── Text

In the past projects, Boone and colleagues developed a classification model in excel based on some path features, including manually counting the overlapping steps between the path choosen by participants and the optimal shortcut or orignial learned route. After visualizing the participants' paths against the maze map shown above, some paths can be easily classified visually, including shortcut, learned route, reversed learned route and failure. The failure indicates that participants didn't get to the target goal within 40 second time limit. However, there are some routes in between, which is hard to be classified as a shortcut or a learned route. Thus, two liberal categories called shortcut liberal and learned route liberal were developed. Two sample trials are shown below.
Image('sample_seven.png')
The left graph shows a learned liberal and the right graph shows a shortcut liberal.
labels9 = pd.read_csv('labels9.csv')
There are some misalignments between the trajectory data and label data. The dataset contains some participants' trajectory data without path labels coded manually and it also has some path labels with orignial trajectory data missing. These cases were dropped later.
print(set(rawdata9.PartNo.unique()).difference(set(labels9.PartNo.unique())))
print(set(labels9.PartNo.unique()).difference(set(rawdata9.PartNo.unique())))
When researchers mannually labelled path categories, some typos or captalization errors happened. The following code cleaned up these issues.
cleanup_lab = {"PathLabel": {"Failure": "failure",\
"Reverse Learned": "rev learned",\
"reversed learned":"rev learned",\
"reversed learned liberal": "rev learned liberal",\
"reverse learned": "rev learned",\
"Reverse learned": "rev learned",\
"Shortcut": "shortcut",\
"wandering":"uncodable",\
"Wandering":"uncodable",\
"Learned":"learned",\
"Rev Learned":"rev learned",\
"Reversed learned": "rev learned",\
"SHORTCUT":"shortcut",\
"sHORTCUT":"shortcut"}}
combine_lab = {"PathLabel": {"rev learned liberal": "rev learned",\
"uncodable": "other"}}
labels9.replace(cleanup_lab,inplace=True)
labels9.replace(combine_lab,inplace=True)
The following tabel shows the frequency of different classes. As it shows, most people take shortcut liberal (132 partipants) and learned liberal (75 participants) on this trial and a relatively few (20 participants) participants take the learned route. There are still some participants' routes hard to be classified into any of these classes. For example, they might wander a lot and ended up finding the target object. These routes were categorized as other.
labels9['PathLabel'].value_counts()
Two sample other routes were shown below:
Image('sample_six.png')
labels9 = labels9.set_index(['PartNo'])
rawdata9 = rawdata9.set_index(['PartNo'])
plt.figure(figsize=(7,7))
ax = sns.kdeplot(rawdata9.x, rawdata9.z,
cmap="Reds", shade=True, shade_lowest=False)
Heatmaps of all participants’ locations in the virtual environment were created to assess how frequently participants navigated to each location in the maze. Each location (x, z) counted as a move. Heatmaps represent the distribution of moves by using a kernel density estimate to show the probability density function of the moves. A higher probability (redder area) means participants visited the corresponding location more frequently. As shown in the plot above, most cases, participants would step on the shortcut of this trial (from the bottom of this map to the right top of the map). However, people also visit different places all over the maze.

────
── Dataset content

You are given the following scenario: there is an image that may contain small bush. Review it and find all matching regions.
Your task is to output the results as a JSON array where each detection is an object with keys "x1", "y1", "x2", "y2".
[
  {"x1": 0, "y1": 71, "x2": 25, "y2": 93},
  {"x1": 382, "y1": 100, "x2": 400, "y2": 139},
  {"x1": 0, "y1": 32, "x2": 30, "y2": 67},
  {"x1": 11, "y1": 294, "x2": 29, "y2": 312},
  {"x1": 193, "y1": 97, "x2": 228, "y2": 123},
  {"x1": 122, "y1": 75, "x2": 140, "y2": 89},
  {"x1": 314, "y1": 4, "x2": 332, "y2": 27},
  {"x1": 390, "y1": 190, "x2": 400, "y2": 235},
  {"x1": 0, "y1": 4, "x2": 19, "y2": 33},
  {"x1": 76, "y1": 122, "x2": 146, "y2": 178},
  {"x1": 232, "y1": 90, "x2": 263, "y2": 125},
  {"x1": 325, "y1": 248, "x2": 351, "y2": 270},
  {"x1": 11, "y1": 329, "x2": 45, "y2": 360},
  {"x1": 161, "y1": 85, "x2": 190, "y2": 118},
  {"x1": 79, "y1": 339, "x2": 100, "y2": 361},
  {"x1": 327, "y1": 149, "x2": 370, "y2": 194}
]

────

What to do => Please copy the part of the maze path text above from "labels9.replace(combine_lab,inplace=True)" to "plt.figure(figsize=(7,7))" word for word.

Reply =>
labels9.replace(combine_lab,inplace=True)
The following tabel shows the frequency of different classes. As it shows, most people take shortcut liberal (132 partipants) and learned liberal (75 participants) on this trial and a relatively few (20 participants) participants take the learned route. There are still some participants' routes hard to be classified into any of these classes. For example, they might wander a lot and ended up finding the target object. These routes were categorized as other.
labels9['PathLabel'].value_counts()
Two sample other routes were shown below:
Image('sample_six.png')
labels9 = labels9.set_index(['PartNo'])
rawdata9 = rawdata9.set_index(['PartNo'])
plt.figure(figsize=(7,7))